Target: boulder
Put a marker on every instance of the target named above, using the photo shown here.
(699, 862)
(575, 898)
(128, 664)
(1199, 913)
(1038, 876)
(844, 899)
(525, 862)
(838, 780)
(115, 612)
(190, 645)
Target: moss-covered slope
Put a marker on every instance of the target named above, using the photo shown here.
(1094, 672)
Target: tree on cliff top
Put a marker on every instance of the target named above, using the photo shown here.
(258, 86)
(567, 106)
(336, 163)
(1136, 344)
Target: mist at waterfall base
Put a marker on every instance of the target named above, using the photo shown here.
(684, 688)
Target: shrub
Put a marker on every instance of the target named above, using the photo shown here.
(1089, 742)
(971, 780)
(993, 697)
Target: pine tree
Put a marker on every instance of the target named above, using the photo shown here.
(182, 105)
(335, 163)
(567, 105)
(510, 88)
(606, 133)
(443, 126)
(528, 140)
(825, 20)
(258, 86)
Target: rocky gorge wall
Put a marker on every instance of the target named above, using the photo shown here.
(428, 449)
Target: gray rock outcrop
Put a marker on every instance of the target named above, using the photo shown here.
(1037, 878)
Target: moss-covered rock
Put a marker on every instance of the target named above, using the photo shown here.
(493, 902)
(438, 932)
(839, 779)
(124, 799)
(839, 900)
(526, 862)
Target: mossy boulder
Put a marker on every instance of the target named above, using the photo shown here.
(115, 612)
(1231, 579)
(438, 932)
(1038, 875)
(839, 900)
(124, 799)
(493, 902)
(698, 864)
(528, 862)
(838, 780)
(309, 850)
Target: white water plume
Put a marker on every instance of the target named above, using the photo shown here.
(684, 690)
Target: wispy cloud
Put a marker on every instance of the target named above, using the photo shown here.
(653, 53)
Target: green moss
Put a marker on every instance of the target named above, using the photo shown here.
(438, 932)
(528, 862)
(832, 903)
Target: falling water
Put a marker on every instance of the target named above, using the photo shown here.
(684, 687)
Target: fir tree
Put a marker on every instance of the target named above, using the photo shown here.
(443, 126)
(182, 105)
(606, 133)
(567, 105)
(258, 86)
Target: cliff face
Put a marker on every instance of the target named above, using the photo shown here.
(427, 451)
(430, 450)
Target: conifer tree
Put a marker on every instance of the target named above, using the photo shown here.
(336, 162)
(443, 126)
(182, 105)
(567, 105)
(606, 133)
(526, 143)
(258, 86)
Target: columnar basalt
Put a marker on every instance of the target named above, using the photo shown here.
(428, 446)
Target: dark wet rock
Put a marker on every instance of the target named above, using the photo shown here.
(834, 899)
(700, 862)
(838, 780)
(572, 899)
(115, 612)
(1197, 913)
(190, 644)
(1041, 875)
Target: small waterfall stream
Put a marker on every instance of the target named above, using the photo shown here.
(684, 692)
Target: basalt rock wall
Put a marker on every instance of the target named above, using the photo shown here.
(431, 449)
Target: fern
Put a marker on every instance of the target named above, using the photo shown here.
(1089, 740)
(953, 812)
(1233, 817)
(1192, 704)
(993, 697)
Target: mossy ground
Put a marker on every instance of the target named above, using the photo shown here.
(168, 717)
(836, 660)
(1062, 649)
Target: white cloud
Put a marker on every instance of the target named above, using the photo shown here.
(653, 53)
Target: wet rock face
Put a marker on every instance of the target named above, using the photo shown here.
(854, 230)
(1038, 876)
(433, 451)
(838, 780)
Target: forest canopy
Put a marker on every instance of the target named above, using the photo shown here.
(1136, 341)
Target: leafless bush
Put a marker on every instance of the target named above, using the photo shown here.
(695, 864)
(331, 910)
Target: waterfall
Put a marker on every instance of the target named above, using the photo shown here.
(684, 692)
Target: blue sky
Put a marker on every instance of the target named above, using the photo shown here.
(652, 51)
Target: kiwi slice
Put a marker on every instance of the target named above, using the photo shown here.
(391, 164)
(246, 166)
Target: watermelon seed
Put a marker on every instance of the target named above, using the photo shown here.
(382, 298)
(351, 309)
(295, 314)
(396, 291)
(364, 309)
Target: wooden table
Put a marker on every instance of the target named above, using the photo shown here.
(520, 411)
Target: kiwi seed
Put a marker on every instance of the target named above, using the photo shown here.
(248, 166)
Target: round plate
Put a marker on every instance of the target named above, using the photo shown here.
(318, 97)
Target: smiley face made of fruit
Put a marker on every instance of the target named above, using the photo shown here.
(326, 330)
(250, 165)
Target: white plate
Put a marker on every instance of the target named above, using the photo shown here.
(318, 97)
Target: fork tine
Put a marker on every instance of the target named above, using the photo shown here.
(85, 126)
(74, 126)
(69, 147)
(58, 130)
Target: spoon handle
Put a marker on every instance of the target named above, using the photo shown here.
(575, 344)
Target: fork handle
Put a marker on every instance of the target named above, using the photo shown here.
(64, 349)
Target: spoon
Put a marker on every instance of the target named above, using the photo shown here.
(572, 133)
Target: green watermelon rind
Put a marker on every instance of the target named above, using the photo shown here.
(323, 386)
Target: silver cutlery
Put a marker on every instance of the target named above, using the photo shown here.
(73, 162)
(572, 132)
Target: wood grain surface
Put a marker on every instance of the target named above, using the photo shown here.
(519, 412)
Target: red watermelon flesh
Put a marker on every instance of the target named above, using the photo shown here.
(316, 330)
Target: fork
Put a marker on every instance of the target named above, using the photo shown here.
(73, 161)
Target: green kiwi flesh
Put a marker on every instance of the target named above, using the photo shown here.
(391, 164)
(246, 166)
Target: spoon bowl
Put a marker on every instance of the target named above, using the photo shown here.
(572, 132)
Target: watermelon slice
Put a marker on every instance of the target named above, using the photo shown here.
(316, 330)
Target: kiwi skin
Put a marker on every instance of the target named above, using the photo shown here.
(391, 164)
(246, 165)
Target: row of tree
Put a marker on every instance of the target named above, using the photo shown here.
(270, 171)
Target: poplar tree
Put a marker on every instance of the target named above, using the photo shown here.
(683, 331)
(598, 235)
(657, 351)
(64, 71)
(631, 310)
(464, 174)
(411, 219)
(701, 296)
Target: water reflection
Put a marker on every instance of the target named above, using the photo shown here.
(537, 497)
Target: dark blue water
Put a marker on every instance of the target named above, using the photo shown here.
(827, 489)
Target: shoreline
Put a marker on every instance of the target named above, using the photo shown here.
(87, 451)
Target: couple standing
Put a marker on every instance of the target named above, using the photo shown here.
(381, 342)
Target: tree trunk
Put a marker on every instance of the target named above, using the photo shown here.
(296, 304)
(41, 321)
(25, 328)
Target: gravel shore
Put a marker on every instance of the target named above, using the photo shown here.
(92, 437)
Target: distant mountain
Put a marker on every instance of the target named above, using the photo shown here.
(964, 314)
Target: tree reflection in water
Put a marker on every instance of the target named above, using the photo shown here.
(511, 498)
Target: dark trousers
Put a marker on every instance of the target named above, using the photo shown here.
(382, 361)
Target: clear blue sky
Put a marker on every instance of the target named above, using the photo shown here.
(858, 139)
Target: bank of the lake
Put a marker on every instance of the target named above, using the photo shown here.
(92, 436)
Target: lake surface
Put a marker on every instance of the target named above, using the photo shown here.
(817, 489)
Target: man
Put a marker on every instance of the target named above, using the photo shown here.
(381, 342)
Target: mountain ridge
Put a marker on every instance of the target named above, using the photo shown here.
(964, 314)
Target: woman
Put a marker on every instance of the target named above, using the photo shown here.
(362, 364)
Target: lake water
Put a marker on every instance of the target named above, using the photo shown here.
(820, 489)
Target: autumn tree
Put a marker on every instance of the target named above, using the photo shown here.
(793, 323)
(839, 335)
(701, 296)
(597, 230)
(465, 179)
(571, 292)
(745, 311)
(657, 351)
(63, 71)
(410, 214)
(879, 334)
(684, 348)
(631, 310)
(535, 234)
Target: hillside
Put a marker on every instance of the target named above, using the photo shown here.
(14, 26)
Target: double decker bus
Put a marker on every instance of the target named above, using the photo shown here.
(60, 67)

######

DESCRIPTION OF THE TASK. Would you filter the records and copy out each line containing "cloud"?

TASK ANSWER.
Target: wispy cloud
Target: white cloud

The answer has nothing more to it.